■ Work instructions ■
Your answer should consist only of the lines below from the one with "positive clicks: (355, 59)" through the one with "box: [116, 140, 131, 202]", copied exactly.
——
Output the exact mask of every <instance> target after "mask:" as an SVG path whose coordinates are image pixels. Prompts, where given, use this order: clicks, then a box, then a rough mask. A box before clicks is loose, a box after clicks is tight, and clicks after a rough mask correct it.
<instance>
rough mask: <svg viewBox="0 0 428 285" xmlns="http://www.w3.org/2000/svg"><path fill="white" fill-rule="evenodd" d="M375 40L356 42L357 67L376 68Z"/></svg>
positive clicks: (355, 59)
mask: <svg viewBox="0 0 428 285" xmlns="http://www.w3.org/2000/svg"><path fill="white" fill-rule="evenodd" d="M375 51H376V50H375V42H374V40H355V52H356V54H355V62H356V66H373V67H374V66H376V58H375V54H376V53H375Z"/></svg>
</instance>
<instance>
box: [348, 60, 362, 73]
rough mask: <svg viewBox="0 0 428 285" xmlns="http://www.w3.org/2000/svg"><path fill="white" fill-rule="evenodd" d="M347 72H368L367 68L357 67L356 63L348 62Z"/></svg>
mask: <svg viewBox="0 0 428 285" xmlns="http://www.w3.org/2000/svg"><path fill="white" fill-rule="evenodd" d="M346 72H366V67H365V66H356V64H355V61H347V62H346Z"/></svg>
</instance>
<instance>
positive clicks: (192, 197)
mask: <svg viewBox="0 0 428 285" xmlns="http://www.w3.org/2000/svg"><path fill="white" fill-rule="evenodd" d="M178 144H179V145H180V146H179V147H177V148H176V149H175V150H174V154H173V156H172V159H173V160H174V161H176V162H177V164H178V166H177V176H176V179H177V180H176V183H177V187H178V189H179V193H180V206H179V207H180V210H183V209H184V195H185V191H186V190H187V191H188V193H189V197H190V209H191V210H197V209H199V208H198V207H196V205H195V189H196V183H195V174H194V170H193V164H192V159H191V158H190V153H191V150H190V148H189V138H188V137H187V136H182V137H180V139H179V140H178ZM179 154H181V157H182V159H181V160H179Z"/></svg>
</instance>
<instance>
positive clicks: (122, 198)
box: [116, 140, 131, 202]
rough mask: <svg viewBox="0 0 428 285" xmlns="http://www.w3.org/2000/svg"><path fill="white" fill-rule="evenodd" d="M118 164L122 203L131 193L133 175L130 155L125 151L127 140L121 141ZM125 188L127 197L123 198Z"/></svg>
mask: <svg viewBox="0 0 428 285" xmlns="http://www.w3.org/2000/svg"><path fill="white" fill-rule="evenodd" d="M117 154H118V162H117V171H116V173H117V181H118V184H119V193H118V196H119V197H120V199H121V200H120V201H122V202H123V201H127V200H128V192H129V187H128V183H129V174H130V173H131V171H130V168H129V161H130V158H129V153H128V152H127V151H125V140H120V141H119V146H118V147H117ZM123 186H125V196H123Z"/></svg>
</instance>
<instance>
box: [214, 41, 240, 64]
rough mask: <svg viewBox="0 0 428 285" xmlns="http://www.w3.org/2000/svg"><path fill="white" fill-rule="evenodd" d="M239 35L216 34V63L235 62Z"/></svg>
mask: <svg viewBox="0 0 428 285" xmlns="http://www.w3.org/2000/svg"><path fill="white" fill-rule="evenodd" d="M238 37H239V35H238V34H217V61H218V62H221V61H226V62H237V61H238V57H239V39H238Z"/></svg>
——
■ Solution for this problem ■
positive clicks: (355, 59)
mask: <svg viewBox="0 0 428 285" xmlns="http://www.w3.org/2000/svg"><path fill="white" fill-rule="evenodd" d="M375 51H376V50H375V42H374V40H355V52H356V54H355V62H356V66H373V67H374V66H376V58H375V54H376V53H375Z"/></svg>
</instance>
<instance>
box: [348, 60, 362, 73]
rough mask: <svg viewBox="0 0 428 285" xmlns="http://www.w3.org/2000/svg"><path fill="white" fill-rule="evenodd" d="M347 72H368L367 68L357 67L356 63L348 62Z"/></svg>
mask: <svg viewBox="0 0 428 285" xmlns="http://www.w3.org/2000/svg"><path fill="white" fill-rule="evenodd" d="M346 72H366V67H365V66H356V64H355V61H347V62H346Z"/></svg>
</instance>
<instance>
positive clicks: (192, 197)
mask: <svg viewBox="0 0 428 285" xmlns="http://www.w3.org/2000/svg"><path fill="white" fill-rule="evenodd" d="M178 144H179V145H180V146H179V147H177V148H176V149H175V150H174V154H173V156H172V159H173V160H174V161H176V162H177V164H178V166H177V176H176V179H177V180H176V183H177V187H178V189H179V193H180V206H179V207H180V210H183V209H184V195H185V191H186V190H187V191H188V193H189V197H190V209H191V210H197V209H199V208H198V207H196V205H195V189H196V183H195V174H194V170H193V164H192V159H191V158H190V153H191V150H190V148H189V138H188V137H187V136H182V137H180V139H179V140H178ZM179 154H181V157H182V159H181V160H179Z"/></svg>
</instance>
<instance>
positive clicks: (122, 198)
box: [116, 140, 131, 202]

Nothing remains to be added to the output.